• What is required
Write out again the lines from the line with "If you could pin the green foliage" up to and including the line with "If you could pin the snow", exactly as they stand below, and skip any picture.

START Material for the task

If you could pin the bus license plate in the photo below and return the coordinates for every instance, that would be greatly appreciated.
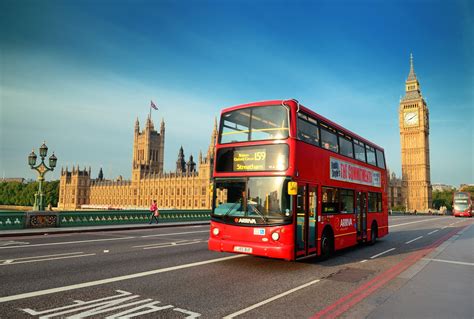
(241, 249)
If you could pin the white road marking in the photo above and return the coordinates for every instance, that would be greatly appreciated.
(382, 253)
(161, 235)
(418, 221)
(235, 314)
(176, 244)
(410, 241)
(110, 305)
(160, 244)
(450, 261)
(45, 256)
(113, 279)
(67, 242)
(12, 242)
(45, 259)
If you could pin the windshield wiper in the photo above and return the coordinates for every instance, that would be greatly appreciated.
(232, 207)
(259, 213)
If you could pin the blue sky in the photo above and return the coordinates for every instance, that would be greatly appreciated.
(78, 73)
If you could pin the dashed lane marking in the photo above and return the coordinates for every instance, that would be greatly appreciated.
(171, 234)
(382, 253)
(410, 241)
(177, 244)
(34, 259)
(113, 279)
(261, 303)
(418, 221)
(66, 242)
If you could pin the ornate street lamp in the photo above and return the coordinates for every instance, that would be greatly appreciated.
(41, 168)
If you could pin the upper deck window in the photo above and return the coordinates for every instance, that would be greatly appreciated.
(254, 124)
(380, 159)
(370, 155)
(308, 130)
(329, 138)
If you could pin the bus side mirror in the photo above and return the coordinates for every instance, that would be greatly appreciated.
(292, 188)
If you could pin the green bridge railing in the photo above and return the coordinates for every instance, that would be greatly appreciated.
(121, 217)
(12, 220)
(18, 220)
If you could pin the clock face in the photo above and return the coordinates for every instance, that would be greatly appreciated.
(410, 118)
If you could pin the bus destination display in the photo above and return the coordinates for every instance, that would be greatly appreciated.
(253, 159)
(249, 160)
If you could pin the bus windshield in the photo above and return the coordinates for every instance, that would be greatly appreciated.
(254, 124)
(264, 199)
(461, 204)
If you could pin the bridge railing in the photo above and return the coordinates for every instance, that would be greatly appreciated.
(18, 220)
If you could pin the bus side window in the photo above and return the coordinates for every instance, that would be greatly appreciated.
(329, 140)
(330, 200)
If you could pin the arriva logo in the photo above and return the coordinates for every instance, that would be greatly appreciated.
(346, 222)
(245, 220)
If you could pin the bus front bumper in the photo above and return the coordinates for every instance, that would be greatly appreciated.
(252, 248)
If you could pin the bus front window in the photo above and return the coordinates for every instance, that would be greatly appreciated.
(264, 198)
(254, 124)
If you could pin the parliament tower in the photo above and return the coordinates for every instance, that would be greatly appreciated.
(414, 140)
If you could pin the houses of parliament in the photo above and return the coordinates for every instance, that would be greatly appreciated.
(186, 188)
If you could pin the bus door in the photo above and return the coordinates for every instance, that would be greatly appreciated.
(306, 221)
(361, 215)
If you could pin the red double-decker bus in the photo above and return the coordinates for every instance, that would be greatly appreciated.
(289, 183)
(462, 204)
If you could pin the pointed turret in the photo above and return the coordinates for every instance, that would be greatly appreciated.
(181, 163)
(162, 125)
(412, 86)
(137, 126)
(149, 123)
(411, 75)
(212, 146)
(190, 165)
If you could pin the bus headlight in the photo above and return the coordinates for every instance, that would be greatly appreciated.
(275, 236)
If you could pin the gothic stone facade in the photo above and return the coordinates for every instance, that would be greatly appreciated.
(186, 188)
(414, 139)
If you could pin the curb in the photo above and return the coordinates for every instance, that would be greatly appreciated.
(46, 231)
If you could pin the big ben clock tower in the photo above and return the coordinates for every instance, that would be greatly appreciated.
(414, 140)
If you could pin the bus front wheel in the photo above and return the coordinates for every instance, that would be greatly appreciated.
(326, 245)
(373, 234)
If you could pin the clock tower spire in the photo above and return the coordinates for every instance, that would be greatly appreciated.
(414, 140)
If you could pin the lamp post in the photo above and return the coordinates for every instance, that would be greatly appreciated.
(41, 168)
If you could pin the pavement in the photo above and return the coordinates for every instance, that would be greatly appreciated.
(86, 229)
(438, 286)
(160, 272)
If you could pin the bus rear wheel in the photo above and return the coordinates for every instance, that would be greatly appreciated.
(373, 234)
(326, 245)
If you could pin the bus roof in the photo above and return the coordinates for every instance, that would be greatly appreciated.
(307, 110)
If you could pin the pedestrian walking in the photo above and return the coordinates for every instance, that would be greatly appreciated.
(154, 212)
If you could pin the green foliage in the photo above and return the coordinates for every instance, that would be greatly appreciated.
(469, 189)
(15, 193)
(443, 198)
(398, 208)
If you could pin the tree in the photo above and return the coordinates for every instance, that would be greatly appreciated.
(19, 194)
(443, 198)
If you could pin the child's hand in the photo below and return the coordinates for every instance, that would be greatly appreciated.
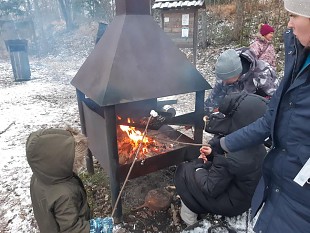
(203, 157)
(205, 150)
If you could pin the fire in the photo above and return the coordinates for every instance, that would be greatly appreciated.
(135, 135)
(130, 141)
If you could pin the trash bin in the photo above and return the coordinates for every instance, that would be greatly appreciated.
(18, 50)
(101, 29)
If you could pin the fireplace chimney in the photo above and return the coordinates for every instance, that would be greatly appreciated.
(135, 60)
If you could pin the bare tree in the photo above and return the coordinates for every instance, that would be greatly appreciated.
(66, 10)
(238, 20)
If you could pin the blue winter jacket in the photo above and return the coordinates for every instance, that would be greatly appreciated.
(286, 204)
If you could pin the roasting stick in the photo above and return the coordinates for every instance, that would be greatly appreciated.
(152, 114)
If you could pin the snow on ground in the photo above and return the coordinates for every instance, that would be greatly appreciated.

END Material for the task
START Material for the task

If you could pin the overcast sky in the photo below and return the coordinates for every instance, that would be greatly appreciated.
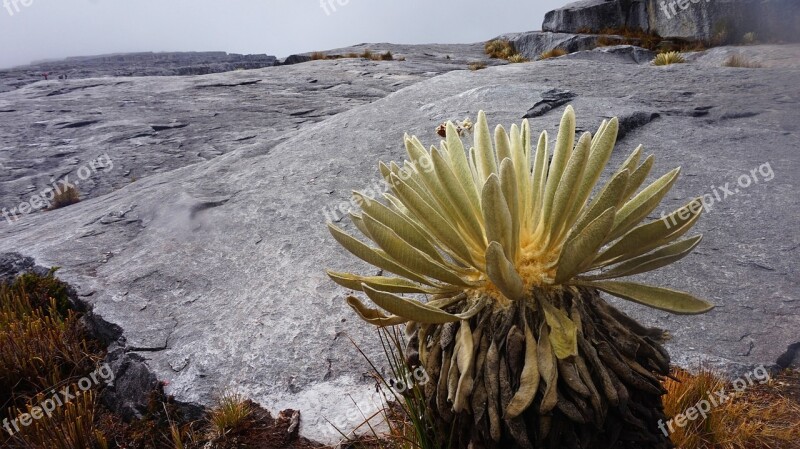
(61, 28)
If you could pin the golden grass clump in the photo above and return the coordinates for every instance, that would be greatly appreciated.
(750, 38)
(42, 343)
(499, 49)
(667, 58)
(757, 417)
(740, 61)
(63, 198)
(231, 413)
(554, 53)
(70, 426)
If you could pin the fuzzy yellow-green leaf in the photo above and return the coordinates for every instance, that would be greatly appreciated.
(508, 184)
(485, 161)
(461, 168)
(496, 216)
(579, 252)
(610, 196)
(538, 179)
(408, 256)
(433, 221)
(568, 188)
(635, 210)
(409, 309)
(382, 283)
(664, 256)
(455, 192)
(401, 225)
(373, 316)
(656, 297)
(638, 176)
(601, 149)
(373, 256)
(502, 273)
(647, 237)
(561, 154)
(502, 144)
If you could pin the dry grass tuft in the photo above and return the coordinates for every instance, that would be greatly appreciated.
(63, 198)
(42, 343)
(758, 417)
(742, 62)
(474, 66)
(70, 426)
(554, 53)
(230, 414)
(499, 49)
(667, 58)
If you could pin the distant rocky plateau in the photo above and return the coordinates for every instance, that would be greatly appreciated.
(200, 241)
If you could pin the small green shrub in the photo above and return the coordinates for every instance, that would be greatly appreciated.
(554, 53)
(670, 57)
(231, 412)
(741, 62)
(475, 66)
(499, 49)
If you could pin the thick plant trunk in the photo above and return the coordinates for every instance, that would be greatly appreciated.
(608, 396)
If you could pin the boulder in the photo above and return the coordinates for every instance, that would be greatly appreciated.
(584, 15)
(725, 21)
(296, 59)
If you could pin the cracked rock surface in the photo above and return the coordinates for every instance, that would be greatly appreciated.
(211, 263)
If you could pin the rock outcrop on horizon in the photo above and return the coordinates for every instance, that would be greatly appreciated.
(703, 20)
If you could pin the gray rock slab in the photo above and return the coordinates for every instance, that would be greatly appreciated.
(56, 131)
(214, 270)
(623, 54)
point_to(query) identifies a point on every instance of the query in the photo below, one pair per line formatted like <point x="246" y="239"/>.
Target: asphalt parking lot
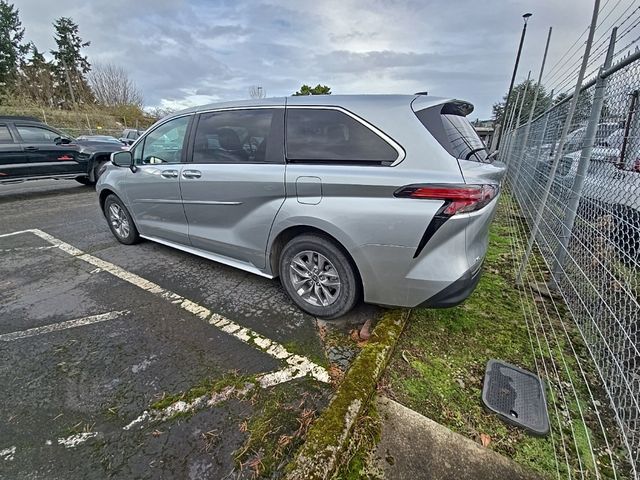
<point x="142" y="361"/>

END Material for the task

• Answer to this problem
If you could pin the green foliage in the photo above and return the coordinates for every instance, that would be greatly appreciated.
(469, 189)
(15, 193)
(443, 198)
(398, 208)
If you could pin the tree in the photo above and return the coordinates for every instance, that would be greatly appreciated.
(19, 194)
(443, 198)
If you could pin the child's hand in the photo below and return the coordinates for every instance, that would be greatly appreciated.
(203, 157)
(205, 150)
If you could pin the fire in the photo above and return the coordinates for every instance, that would be greatly appreciated.
(135, 135)
(130, 141)
If you could pin the trash bin in the photo above and return the coordinates for every instance, that would be greatly appreciated.
(18, 50)
(101, 29)
If you could pin the fireplace chimney in the photo above and return the coordinates for every instance, that would be greatly appreciated.
(135, 60)
If you could pin the bare tree in the photo above and return the coordinates for every instance, that would be greatly appreciated.
(66, 10)
(238, 20)
If you could pin the blue winter jacket in the photo above and return the coordinates for every instance, that would be greatly appreciated.
(286, 204)
If you could pin the roasting stick in the photo above and return the coordinates for every instance, that would be greatly appreciated.
(152, 114)
If you could pin the snow on ground in the photo above and return the coordinates for every instance, that would be greatly appreciated.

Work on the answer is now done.